**Problem statement:**
Word for word, copy out the records given below.

**Task material:**
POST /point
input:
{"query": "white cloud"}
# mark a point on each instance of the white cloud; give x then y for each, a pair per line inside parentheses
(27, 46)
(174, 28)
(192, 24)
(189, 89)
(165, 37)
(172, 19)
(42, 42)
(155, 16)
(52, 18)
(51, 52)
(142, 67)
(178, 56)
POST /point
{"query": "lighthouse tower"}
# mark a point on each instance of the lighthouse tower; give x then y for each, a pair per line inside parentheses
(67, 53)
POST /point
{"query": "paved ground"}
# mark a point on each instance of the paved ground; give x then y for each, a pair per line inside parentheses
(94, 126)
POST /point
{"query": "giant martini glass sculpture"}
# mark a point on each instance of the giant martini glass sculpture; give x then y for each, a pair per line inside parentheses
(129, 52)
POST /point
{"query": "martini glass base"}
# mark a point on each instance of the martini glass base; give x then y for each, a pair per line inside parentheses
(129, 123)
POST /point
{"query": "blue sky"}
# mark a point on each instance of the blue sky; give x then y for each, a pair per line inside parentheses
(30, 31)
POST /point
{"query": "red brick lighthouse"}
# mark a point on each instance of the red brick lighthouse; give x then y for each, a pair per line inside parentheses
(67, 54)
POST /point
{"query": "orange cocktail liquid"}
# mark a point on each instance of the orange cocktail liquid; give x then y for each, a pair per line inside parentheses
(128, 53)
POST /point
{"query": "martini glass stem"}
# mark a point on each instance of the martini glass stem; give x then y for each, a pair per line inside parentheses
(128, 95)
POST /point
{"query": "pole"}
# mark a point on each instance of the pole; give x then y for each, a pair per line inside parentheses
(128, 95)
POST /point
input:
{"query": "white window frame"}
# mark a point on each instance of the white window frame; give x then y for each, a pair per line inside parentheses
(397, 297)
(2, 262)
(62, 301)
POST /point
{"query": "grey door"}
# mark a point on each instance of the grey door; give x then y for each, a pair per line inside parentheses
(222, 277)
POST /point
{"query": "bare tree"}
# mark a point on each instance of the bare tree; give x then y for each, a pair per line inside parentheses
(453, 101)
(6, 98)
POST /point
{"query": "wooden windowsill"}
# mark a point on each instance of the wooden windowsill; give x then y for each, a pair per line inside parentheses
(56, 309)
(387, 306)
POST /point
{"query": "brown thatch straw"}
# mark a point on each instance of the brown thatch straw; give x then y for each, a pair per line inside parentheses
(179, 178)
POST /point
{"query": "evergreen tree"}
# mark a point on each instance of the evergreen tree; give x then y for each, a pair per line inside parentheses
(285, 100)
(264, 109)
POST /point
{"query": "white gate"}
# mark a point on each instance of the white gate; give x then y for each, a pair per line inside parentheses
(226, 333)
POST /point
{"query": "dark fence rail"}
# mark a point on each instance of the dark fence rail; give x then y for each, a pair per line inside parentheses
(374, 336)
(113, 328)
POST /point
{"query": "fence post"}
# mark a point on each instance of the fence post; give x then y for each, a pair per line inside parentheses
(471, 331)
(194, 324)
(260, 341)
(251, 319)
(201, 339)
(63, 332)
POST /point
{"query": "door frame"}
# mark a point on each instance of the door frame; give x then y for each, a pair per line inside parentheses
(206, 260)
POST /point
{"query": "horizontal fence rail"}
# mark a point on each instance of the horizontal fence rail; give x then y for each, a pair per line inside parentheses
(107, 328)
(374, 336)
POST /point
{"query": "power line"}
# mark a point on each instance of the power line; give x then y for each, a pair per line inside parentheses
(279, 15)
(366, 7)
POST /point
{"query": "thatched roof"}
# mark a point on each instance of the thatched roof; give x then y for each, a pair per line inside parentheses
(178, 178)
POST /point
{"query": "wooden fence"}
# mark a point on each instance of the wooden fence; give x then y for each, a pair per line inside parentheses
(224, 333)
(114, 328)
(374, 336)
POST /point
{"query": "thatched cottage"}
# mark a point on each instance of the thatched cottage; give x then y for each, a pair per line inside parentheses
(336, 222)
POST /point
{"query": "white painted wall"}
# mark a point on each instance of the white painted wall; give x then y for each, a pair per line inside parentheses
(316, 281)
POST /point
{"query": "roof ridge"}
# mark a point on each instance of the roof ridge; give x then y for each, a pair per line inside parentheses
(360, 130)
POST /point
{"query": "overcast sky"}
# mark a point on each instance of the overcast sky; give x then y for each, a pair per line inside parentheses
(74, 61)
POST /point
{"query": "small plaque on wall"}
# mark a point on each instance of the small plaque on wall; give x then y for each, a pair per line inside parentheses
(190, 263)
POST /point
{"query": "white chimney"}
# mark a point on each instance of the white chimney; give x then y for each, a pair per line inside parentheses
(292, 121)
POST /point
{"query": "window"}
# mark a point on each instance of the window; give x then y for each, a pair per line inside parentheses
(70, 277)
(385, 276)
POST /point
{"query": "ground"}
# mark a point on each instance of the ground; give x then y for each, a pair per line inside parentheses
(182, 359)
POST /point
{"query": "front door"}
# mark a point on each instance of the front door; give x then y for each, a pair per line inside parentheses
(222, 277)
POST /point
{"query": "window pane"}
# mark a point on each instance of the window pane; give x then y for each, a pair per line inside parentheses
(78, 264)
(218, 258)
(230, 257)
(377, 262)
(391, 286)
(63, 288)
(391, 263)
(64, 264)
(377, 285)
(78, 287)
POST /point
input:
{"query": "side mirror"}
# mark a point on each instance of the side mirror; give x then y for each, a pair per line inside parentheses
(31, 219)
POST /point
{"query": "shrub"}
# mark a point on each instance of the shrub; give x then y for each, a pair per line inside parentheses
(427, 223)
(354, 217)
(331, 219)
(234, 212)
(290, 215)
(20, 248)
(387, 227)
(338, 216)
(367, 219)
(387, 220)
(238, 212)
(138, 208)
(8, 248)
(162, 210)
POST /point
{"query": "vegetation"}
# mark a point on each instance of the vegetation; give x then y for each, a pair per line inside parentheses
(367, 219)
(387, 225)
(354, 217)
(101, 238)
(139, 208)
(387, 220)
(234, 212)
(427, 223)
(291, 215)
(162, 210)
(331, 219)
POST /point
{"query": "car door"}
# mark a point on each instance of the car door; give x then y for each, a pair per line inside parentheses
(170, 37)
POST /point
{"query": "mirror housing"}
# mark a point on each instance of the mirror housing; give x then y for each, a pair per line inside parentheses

**Written solution:**
POST /point
input:
{"query": "white cloud"}
# mark a point on each instance of the white cloud; give x then y for each, a pair per line inside parentheses
(27, 46)
(174, 28)
(192, 24)
(189, 89)
(165, 37)
(172, 19)
(42, 42)
(155, 16)
(52, 18)
(51, 52)
(142, 67)
(178, 56)
POST /point
{"query": "lighthouse tower"}
# mark a point on each instance of the lighthouse tower; give x then y for each, a pair per line inside parentheses
(67, 53)
POST /point
{"query": "paved ground"}
# mark a point on each instance of the paved ground; give x then y for each, a pair per line inside parentheses
(94, 126)
POST /point
{"query": "giant martini glass sculpture"}
# mark a point on each instance of the giant martini glass sculpture; give x then y for each, a pair per line inside parentheses
(129, 52)
POST /point
{"query": "martini glass base"}
# mark a point on each instance of the martini glass base; give x then y for each, a pair per line inside parentheses
(129, 123)
POST /point
{"query": "blue sky"}
# mark a point on each instance of the blue sky; give x then y for each, a pair per line inside parentheses
(30, 31)
POST /point
{"query": "red brick lighthouse"}
# mark a point on each instance of the red brick lighthouse; give x then y for each, a pair per line inside parentheses
(67, 54)
POST /point
{"query": "orange cocktail liquid"}
# mark a point on each instance of the orange cocktail liquid; give x then y for each, a pair per line inside parentheses
(128, 53)
POST /point
{"query": "martini glass stem"}
# mark a point on each instance of the martini glass stem; give x then y for each, a pair per line inside parentheses
(128, 95)
POST /point
{"query": "pole"}
# mark a point on each instance of the pole; give x then y for each, a pair per line inside parentheses
(128, 95)
POST /point
input:
{"query": "white window frame"}
# mark a point on each instance of the white window frame; give x then y for each, a pair per line inside parentheses
(397, 297)
(2, 262)
(62, 301)
POST /point
{"query": "grey door"}
# mark a point on each instance of the grey door; give x then y for each, a pair per line inside parentheses
(222, 277)
POST /point
{"query": "bare tree"}
# mark a point on each instance of the bare tree; give x then y for each, a pair per line inside parentheses
(453, 101)
(6, 98)
POST /point
{"query": "wooden windowsill"}
# mark a point on each instance of the wooden windowsill; give x then y for each, a pair per line inside parentheses
(56, 309)
(387, 306)
POST /point
{"query": "brown thatch straw"}
# mark a point on each instance of the brown thatch straw; give x then y for each, a pair per line inside parentheses
(179, 178)
POST /point
{"query": "evergreen tree"}
# mark a point on each instance of the evergreen tree; give x then y for each, a pair per line inside parentheses
(285, 100)
(264, 109)
POST /point
{"query": "white gate"}
# mark a point on each instance of the white gate; give x then y for each, a pair per line inside parentheses
(226, 333)
POST /point
{"query": "dark fence rail"}
# mark a point on each instance of the dark fence rail; give x then y for each, a pair per line inside parentheses
(374, 336)
(113, 328)
POST /point
{"query": "fence post"}
# mark a point on each instance of the fence post; give x then y for each, a pair per line inside parentheses
(471, 331)
(194, 324)
(260, 341)
(251, 319)
(201, 339)
(63, 332)
POST /point
{"query": "door frame"}
# mark a point on each instance of the door frame; give x then y for each, a pair per line inside parentheses
(206, 260)
POST /point
{"query": "horizontal fence rail"}
# mark a point on each instance of the horizontal fence rail; give x then y for each, a pair per line inside parentheses
(107, 328)
(374, 336)
POST /point
{"query": "power line"}
# mark a point on each instance of the power line; give x then y for each, a pair per line inside parentheses
(279, 15)
(366, 7)
POST /point
{"query": "thatched roof"}
# mark a point on each instance of the thatched roof; give x then y for each, a pair per line inside parentheses
(178, 178)
POST /point
{"query": "wooden fence"}
# mark a point on each instance of the wooden fence; give x then y for each, a pair per line inside parentheses
(224, 333)
(114, 328)
(374, 336)
POST /point
{"query": "thatched cottage"}
# mark a point on each instance of the thatched cottage; give x then y for each, a pair per line inside parentheses
(336, 222)
POST /point
{"query": "white painted wall"}
# mark a point on each instance of the white painted wall; give x then y for each, a pair per line inside parentheses
(316, 281)
POST /point
{"query": "roof ridge"}
# mark a point on each instance of the roof ridge; give x then y for each, a pair per line inside parentheses
(360, 130)
POST /point
{"query": "overcast sky"}
# mark a point on each instance of the overcast sky; give x then y for each, a pair per line inside parentheses
(74, 61)
POST /point
{"query": "small plaque on wall"}
# mark a point on each instance of the small plaque on wall; give x then y for each, a pair per line inside parentheses
(190, 263)
POST /point
{"query": "white chimney"}
# mark a point on each instance of the white chimney; give x then y for each, a pair per line inside parentheses
(292, 121)
POST /point
{"query": "window"}
# mark a point on each instance of the window; give x then y for each, a pair per line inside parentheses
(70, 277)
(385, 276)
POST /point
{"query": "ground"}
# mark a point on each instance of the ground; give x then y for each, a pair per line inside parentheses
(182, 359)
POST /point
{"query": "front door"}
# mark a point on each instance of the front door; give x then y for each, a pair per line inside parentheses
(222, 277)
POST /point
{"query": "window pane"}
# mark a point on each instance of the window pane; give x then y for each, a pair per line inside parentheses
(78, 264)
(218, 258)
(230, 257)
(377, 262)
(391, 286)
(63, 288)
(391, 263)
(64, 264)
(377, 285)
(78, 287)
POST /point
input:
{"query": "side mirror"}
# mark a point on each instance of the side mirror; give x then y for each, a pair per line inside parentheses
(31, 219)
POST /point
{"query": "shrub"}
# mark a point on each instance of the shrub; give x then y for each, a pair per line inside parentheses
(427, 223)
(354, 217)
(331, 219)
(234, 212)
(290, 215)
(20, 248)
(387, 227)
(338, 216)
(367, 219)
(387, 220)
(238, 212)
(138, 208)
(8, 248)
(162, 210)
POST /point
{"query": "vegetation"}
# mark a point on each instance of the vegetation; give x then y for each, a pair per line inside parentheses
(367, 219)
(387, 225)
(354, 217)
(101, 238)
(139, 208)
(387, 220)
(234, 212)
(427, 223)
(291, 215)
(162, 210)
(331, 219)
POST /point
{"query": "car door"}
# mark a point on each instance of the car door; give x then y for each, a pair per line inside parentheses
(170, 37)
POST /point
{"query": "mirror housing"}
# mark a point on each instance of the mirror housing; give x then y for each, a pair per line inside parentheses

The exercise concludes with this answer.